The End of Reality: The New Augmented Reality
The 21st century has introduced an array of technologies that strive to enable the seamless mix of virtual content and real-world environments. The ability to augment the human senses holds great potential, but could there be an inherent conflict with our natural experiences of our surroundings?
Emerging head-worn displays, such as Google Glass, promise to simplify and amplify our experiences of the real world, but are we also risking to diminish and reduce the value of an unaltered reality?
This session will examine a number of current and future technologies in the light of the interactions and experiences that they may deliver and the failures that may be foreseen. What are the risks of augmented reality technologies? What is the potential and the tradeoffs in adopting this new science? What are the implications beyond our visual perception for augmenting touch, hearing, smell and taste?
Presenters
Alex Olwal (Ph.D.) is a post-doctoral fellow at the MIT Media Lab.
Alex's research (www.olwal.com) focuses on interaction techniques and technology, including augmented reality, spatially aware mobile devices, medical user interfaces, ubiquitous computing, touch-screens, as well as novel interaction devices and displays.

* **Problems to solve**
• 1. Summarize the augmented reality session description in two sentences.
• 2. Return the part of the augmented reality session description from "Emerging head-worn displays, such" up to and including "smell and taste?".

(Collected data)
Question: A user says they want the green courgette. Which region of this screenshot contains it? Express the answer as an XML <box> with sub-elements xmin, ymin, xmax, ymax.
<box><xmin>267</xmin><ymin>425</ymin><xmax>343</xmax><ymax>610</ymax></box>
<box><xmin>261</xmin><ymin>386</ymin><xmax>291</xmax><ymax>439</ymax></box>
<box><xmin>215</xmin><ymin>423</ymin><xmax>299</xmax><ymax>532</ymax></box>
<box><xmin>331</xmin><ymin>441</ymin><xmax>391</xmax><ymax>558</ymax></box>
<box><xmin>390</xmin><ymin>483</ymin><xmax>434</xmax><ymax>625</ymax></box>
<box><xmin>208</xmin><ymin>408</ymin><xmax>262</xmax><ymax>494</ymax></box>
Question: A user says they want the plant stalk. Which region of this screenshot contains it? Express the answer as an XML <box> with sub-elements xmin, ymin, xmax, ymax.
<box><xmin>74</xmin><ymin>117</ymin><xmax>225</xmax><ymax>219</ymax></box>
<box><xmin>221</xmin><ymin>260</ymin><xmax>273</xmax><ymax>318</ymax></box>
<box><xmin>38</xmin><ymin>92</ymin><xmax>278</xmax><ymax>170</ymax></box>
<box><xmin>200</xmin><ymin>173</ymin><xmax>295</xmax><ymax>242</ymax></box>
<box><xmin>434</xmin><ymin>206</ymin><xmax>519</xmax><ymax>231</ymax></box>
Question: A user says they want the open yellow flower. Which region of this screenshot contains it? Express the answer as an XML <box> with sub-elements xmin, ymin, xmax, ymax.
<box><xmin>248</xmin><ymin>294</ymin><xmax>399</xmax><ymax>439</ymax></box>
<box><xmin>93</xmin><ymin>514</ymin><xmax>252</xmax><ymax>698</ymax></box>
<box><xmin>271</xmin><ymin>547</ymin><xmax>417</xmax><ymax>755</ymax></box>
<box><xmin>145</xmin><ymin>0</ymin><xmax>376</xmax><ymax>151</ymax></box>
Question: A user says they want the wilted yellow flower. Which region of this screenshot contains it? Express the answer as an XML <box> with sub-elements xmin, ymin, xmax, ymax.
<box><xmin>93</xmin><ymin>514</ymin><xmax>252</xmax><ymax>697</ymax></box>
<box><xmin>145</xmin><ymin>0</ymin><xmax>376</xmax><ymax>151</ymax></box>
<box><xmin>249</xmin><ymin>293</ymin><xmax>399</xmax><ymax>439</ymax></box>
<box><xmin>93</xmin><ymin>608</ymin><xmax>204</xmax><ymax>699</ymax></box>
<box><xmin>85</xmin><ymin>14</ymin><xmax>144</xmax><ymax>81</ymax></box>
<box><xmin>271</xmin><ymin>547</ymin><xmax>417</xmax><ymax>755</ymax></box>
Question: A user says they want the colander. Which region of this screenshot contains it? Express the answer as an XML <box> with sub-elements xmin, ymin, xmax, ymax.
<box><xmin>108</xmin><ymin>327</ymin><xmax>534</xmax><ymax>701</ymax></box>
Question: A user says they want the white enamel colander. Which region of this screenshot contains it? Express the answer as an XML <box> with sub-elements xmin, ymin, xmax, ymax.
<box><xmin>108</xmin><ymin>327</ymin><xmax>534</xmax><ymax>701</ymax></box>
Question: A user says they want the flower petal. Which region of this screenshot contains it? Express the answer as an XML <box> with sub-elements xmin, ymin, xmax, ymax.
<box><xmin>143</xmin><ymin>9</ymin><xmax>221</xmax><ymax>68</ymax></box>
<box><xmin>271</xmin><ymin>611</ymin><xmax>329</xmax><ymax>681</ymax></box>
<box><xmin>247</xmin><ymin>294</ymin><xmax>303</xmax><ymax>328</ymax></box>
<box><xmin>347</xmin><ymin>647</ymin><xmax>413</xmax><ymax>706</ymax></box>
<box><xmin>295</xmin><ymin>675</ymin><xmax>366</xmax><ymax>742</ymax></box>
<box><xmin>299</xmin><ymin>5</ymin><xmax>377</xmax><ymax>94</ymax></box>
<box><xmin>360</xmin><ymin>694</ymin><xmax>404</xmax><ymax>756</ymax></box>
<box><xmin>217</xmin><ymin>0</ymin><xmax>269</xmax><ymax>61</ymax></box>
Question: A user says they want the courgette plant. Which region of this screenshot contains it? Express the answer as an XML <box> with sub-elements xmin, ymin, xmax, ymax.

* **Your written answers**
• 1. Twenty-first-century technologies aim to blend virtual content with real-world environments, and head-worn displays such as Google Glass promise to amplify our experience of the real world but may risk reducing the value of an unaltered reality. The session will examine current and future technologies, including their risks, tradeoffs and implications for touch, hearing, smell and taste, and it is presented by Alex Olwal, a post-doctoral fellow at the MIT Media Lab whose research focuses on interaction techniques and technology.

• 2.
Emerging head-worn displays, such as Google Glass, promise to simplify and amplify our experiences of the real world, but are we also risking to diminish and reduce the value of an unaltered reality?
This session will examine a number of current and future technologies in the light of the interactions and experiences that they may deliver and the failures that may be foreseen. What are the risks of augmented reality technologies? What is the potential and the tradeoffs in adopting this new science? What are the implications beyond our visual perception for augmenting touch, hearing, smell and taste?